Problems —
(a) In the Amanruya travel piece, what are passengers offered at the end of the bus ride to Bodrum?
(b) Set down, word for word, the stretch of the Amanruya travel piece from "The journey went" through "article about kolonya.)".

--- Supplied passage ---

She only thinks she's seen it all. Rima Suqi discovers what the big deal about Aman Resorts is all about at Amanruya in Turkey. A love letter.
BODRUM, Turkey – For years I've heard friends gush about Aman resorts. And while I wanted to believe them, the been-around-the-world travel writer in me secretly wondered what the fuss was about.
Then I got to see for myself.
The journey went something like this: After a week in Istanbul, I hopped a one-hour flight on Onur Air (no fees to check luggage, free food) to Ismir, toured Ephesus (amazing despite the crowds) and the House of the Virgin Mary (her alleged last resting place; who knew?), spent the night at the so-called boutique Hotel Carina in the neighboring town of Kusadasi (great public spaces, rooms need an update), and woke up early for a three-hour bus to Bodrum. At the end of the bus ride, passengers are offered cologne. Apparently, it's because riders are considered guests. Sharing perfume is an old ritual in Turkey, though one more likely to happen when paying a visit to friends or family. This was a new one for me. (Here's an interesting article about kolonya.)

--- Dataset ---

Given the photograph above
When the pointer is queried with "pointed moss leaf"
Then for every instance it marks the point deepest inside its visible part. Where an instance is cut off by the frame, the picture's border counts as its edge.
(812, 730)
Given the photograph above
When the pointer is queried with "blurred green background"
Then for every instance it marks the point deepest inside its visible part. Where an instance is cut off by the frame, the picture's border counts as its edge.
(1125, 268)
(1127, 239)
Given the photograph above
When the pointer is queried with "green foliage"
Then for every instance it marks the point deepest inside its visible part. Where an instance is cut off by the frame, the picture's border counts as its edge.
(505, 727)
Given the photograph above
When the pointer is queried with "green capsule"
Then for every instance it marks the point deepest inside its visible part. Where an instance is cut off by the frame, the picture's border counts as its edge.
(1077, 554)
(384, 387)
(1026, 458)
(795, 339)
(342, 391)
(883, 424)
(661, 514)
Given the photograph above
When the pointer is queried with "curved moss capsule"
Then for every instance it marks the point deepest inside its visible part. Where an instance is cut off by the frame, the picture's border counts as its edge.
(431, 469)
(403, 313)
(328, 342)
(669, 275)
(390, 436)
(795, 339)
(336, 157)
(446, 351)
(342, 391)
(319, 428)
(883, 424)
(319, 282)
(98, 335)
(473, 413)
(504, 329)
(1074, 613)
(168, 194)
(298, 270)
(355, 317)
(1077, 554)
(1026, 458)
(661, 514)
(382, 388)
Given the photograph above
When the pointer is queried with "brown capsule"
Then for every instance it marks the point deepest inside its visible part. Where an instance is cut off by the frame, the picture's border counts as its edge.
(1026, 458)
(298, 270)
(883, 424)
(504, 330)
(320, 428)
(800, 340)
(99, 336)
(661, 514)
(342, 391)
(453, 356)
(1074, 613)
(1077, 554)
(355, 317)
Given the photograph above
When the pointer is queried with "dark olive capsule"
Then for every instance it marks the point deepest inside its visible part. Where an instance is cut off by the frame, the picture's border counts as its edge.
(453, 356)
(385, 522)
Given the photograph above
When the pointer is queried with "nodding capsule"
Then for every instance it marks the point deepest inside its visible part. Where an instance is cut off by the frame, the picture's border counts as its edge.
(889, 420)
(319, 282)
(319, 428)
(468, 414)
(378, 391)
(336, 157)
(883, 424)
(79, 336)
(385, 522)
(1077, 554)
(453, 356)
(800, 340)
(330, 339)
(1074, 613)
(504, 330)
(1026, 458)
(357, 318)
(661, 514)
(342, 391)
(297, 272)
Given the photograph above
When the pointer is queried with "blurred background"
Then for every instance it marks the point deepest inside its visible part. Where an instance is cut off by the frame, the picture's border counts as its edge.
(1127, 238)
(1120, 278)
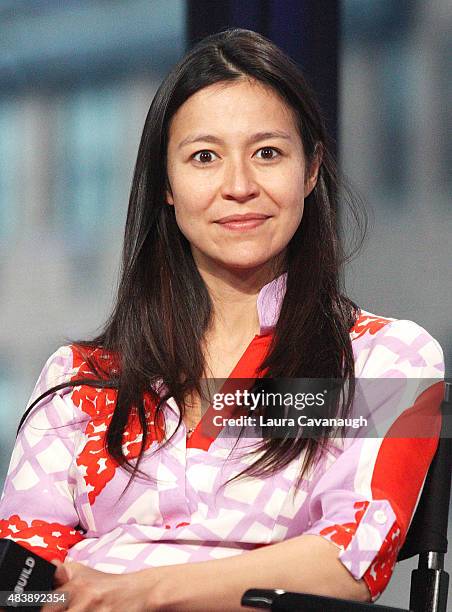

---

Written responses —
(a) Cologne.

(b)
The journey went something like this: After a week in Istanbul, I hopped a one-hour flight on Onur Air (no fees to check luggage, free food) to Ismir, toured Ephesus (amazing despite the crowds) and the House of the Virgin Mary (her alleged last resting place; who knew?), spent the night at the so-called boutique Hotel Carina in the neighboring town of Kusadasi (great public spaces, rooms need an update), and woke up early for a three-hour bus to Bodrum. At the end of the bus ride, passengers are offered cologne. Apparently, it's because riders are considered guests. Sharing perfume is an old ritual in Turkey, though one more likely to happen when paying a visit to friends or family. This was a new one for me. (Here's an interesting article about kolonya.)